WORK TO COMPLETE:
Transcribe every line exactly and omit anything that is a picture.

AVAILABLE RECORDS:
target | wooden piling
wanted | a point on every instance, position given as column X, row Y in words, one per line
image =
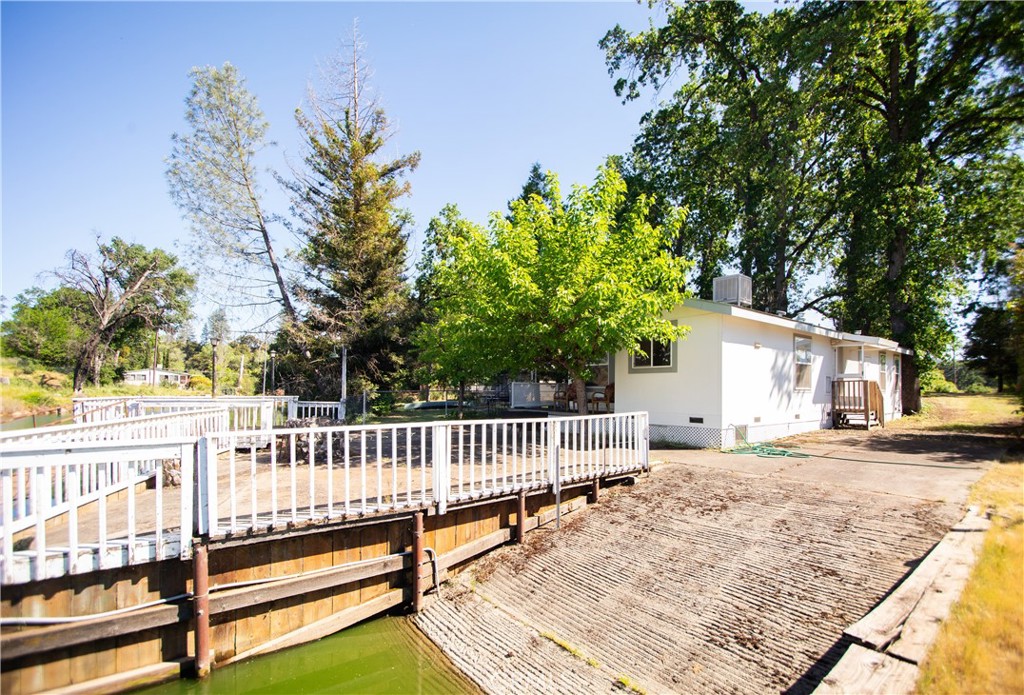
column 201, row 601
column 417, row 561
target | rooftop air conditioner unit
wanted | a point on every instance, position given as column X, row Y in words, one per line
column 733, row 290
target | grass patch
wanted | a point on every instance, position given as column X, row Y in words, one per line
column 980, row 648
column 570, row 649
column 34, row 389
column 964, row 413
column 626, row 683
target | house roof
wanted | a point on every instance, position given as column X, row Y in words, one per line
column 842, row 339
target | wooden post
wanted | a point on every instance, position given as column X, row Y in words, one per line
column 417, row 561
column 520, row 529
column 866, row 392
column 201, row 601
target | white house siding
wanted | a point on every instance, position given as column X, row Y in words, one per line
column 759, row 383
column 693, row 390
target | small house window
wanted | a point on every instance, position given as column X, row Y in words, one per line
column 802, row 360
column 657, row 354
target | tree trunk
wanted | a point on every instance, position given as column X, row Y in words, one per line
column 581, row 388
column 910, row 386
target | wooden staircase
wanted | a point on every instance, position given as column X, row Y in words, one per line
column 857, row 402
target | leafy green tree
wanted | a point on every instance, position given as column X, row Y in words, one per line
column 538, row 183
column 128, row 289
column 49, row 327
column 740, row 144
column 353, row 233
column 450, row 349
column 556, row 286
column 990, row 345
column 931, row 101
column 214, row 181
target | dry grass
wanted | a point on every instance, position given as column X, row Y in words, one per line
column 981, row 646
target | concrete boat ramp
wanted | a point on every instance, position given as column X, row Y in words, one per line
column 715, row 573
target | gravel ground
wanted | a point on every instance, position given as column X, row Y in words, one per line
column 716, row 573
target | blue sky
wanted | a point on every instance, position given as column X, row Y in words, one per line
column 91, row 93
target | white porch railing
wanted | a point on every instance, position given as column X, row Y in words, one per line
column 311, row 474
column 33, row 498
column 247, row 413
column 101, row 530
column 230, row 483
column 317, row 408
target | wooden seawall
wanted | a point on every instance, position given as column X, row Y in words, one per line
column 286, row 579
column 266, row 593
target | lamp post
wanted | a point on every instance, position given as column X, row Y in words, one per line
column 213, row 383
column 273, row 382
column 343, row 400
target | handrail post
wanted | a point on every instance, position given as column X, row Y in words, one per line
column 554, row 453
column 190, row 461
column 441, row 465
column 417, row 561
column 201, row 601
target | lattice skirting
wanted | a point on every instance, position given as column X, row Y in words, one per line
column 706, row 437
column 681, row 435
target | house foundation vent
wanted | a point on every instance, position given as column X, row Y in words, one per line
column 733, row 290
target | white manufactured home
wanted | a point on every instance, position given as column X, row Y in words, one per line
column 744, row 375
column 150, row 377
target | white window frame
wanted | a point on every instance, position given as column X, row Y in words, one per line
column 648, row 347
column 806, row 362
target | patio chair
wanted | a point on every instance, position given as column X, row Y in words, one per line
column 605, row 395
column 564, row 393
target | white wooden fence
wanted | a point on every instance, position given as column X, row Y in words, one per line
column 34, row 497
column 307, row 475
column 247, row 411
column 98, row 532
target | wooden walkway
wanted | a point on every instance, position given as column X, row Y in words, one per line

EXERCISE RESULT:
target | wooden piling
wanted | a point on every instance, position given as column X, row Y in words, one per line
image =
column 201, row 601
column 417, row 561
target | rooftop air conditioner unit
wanted | a point on every instance, position given as column X, row Y in words, one per line
column 733, row 290
target | grass patch
wanted | a point on every instance, position given as column X, row Y in words, one per line
column 980, row 648
column 570, row 649
column 34, row 389
column 964, row 413
column 626, row 683
target | house roof
wanted | a point on every instance, position given as column X, row Y in words, one per line
column 842, row 339
target | wooden post
wanted | a point on every instance, position given as column X, row Y in words, one per line
column 417, row 561
column 520, row 529
column 866, row 392
column 201, row 601
target | white house siding
wanted | a point on every instance, position given as column X, row Y in words, one per line
column 759, row 383
column 693, row 390
target | small house window
wanted | a point on every instance, position given as column X, row Y in words, one per line
column 802, row 360
column 657, row 354
target | tree trunk
wanted | a point on every instance, position given as column X, row Y in words, one per line
column 581, row 388
column 910, row 386
target | wooden staircase
wanted | a point on every instance, position given as column X, row Y in words, one per line
column 857, row 402
target | leafy green tree
wanted | a point on every instance, position given as column X, row Y in words, one per line
column 538, row 183
column 128, row 289
column 49, row 327
column 740, row 144
column 353, row 233
column 450, row 349
column 556, row 286
column 990, row 345
column 931, row 101
column 214, row 181
target | dry grass
wanted | a point on every instance, position given as column X, row Y in words, one per line
column 981, row 646
target | concrete boat ramp
wanted | a point on every instance, position given as column X, row Y in words, one per line
column 715, row 573
target | gravel ground
wanted | a point on every instance, position given as column X, row Y in words, one per line
column 716, row 573
target | blue sky
wanted | a point on every instance, position given as column X, row Y in words, one per line
column 91, row 93
target | white porch railing
wanted | a point on every instance, position given as column X, row Y in words, one per line
column 311, row 474
column 33, row 498
column 247, row 413
column 101, row 530
column 230, row 483
column 317, row 408
target | wooden seawall
wanted | a point on every instance, position given as column X, row Y in words, one per line
column 286, row 579
column 266, row 593
target | lamp post
wanted | a point on every instance, position given as column X, row Y in words, one per line
column 213, row 383
column 273, row 382
column 343, row 400
target | handrail post
wanted | a point on every instance, position given as column X, row Y in words, one per line
column 554, row 453
column 190, row 461
column 441, row 465
column 417, row 561
column 201, row 601
target | lattice skirting
wanted | a point on every instance, position given as column X, row Y in words, one per line
column 706, row 437
column 681, row 435
target | house foundation vent
wanted | a point on every instance, position given as column X, row Y in words, one per line
column 733, row 290
target | white manufactured home
wanted | a point on every instance, position given as column X, row Y in words, one per line
column 744, row 375
column 150, row 377
target | white window frame
wanted | a point on every instance, position given as column X, row Y in words, one per line
column 648, row 347
column 806, row 362
target | patio chair
wanted | a point on every instance, position given as column X, row Y in words, one per line
column 605, row 395
column 564, row 393
target | white wooden fence
wanted | a point on every instance, position given as column X, row Y in words, one per line
column 34, row 497
column 307, row 475
column 247, row 411
column 98, row 532
target | wooden walkway
wanted | a point on every instance, position given as column X, row Y in words, one per line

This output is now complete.